* _Goal_
Pictures stay out of the copy; set down each line of the listing below exactly.

** BEGIN Record excerpts **

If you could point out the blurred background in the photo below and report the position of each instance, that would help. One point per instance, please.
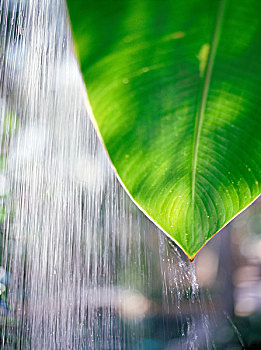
(133, 288)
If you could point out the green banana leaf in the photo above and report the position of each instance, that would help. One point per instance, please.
(175, 90)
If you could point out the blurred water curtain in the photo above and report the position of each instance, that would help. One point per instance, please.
(81, 267)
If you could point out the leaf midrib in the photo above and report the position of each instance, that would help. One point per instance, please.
(203, 99)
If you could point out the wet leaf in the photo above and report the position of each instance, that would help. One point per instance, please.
(174, 87)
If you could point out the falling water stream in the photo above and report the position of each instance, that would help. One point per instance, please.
(82, 268)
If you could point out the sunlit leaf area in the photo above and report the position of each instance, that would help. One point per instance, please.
(174, 90)
(81, 266)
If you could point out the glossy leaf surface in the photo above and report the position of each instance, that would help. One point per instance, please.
(175, 89)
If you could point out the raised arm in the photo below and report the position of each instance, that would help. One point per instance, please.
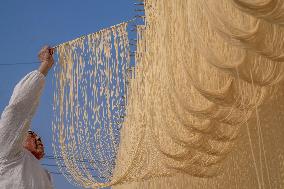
(16, 117)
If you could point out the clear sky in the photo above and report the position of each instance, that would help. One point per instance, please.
(25, 26)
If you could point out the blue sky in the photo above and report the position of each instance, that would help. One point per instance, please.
(25, 26)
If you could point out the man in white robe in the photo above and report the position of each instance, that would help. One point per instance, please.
(20, 149)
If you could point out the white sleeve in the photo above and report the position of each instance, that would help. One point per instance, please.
(16, 117)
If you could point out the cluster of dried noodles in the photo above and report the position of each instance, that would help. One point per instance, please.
(204, 68)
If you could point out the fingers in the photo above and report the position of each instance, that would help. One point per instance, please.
(46, 53)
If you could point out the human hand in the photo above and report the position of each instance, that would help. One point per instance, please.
(46, 57)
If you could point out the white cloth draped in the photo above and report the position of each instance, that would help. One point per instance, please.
(19, 169)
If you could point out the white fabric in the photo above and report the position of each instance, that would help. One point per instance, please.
(19, 169)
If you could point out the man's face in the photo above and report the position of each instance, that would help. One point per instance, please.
(34, 145)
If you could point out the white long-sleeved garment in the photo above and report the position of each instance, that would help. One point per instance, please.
(19, 169)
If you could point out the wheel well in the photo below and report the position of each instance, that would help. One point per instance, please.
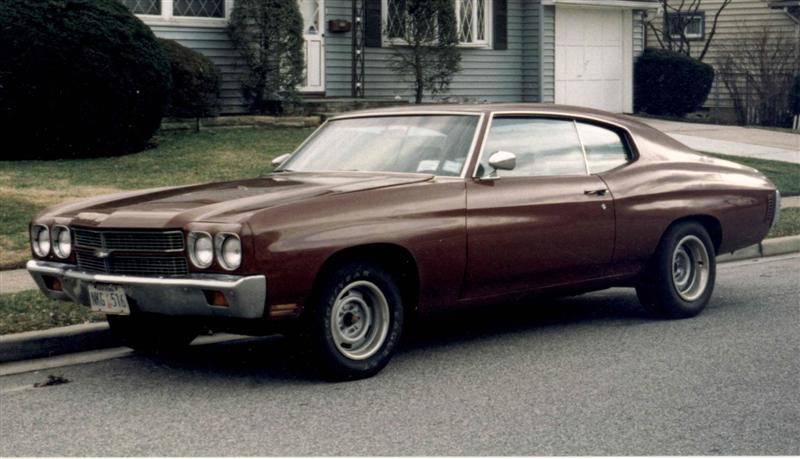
(397, 260)
(711, 224)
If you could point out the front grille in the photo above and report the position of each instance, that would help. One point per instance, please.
(132, 265)
(129, 241)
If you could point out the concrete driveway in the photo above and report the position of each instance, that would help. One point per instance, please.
(732, 140)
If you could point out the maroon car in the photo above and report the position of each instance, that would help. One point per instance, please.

** END Record excerpts **

* _Final result_
If you could point out the blurred background in the photo below and report the position of each instance, that would help. One point per instance, please.
(133, 288)
If you could point out the green banana leaf in the photo above and report the position of each instance, that would help. One point per instance, please.
(175, 90)
If you could point out the blurred water curtain in the photo above and report the position of each instance, that would help. One point per instance, please.
(81, 267)
If you could point out the leaf midrib in the photo above and report the position of each instance, that would help. One point per instance, please.
(203, 99)
If you could point out the wet leaf in the photo above and report the position of each instance, that would help. One point per instance, please.
(174, 87)
If you could point out the falling water stream in the photo above and report the position of each instance, that would help. One point per instance, please.
(82, 268)
If you could point out the sunlit leaf area in the photo above and report the position of each instance, that would help. One point per instance, please.
(174, 90)
(81, 266)
If you could point out the glossy leaf surface in the photo above and report the position of each instance, that would help. One point per instance, please.
(175, 89)
If you could point out the raised arm in the photo below and report the position of each instance, that would help. One point per instance, please.
(16, 117)
If you could point out the clear sky in the photo above and report the position of each instance, that would help. One point per instance, please.
(25, 26)
If you could point out the blue sky in the photo above and report the position of each instance, that would help. One point per instance, please.
(25, 26)
If you could point out the man in white robe in the photo above and report the position of each instance, that would help. One point per instance, please.
(20, 149)
If you could point out the white sleeve in the photo above and report the position of each instance, that would help. One point per instance, please.
(16, 117)
If you could point out the cluster of dried noodles in the photo above and report the position of each instance, that would help. One point per instance, please.
(204, 68)
If you could point out the fingers in the photo above and report the position of each instance, that would help. One point per instance, please.
(46, 53)
If you could point out the human hand in the photo above and report the position of each instance, that would help. One point per instance, please.
(46, 57)
If you could point out the white cloth draped in the photo above and report the position of each instance, that would help. One point per instance, please.
(19, 169)
If you could point out the white fabric in the photo above and report the position of each instance, that would help. One point per instance, please.
(19, 169)
If you could point out the man's face in the photo above and report the position of each instance, that would help. One point per instance, please.
(34, 145)
If you could point out the white long-sleeved garment in the photo above and report the position of each instance, that would help. One point per instance, please.
(19, 169)
If you could point out the wheel well in the photo below and report the position of each instance, that would help. One point per instance, please.
(397, 260)
(711, 224)
If you could point out the front grille in the photo above and report the position of each instance, that would help. One point per instance, please.
(132, 265)
(129, 241)
If you could point out the concrete driveway in the photo above and report the position of each instance, that would help. One point per instance, please.
(732, 140)
If you could point out the maroon car in the photo above and report the position of each instance, that would help. One point per instance, please.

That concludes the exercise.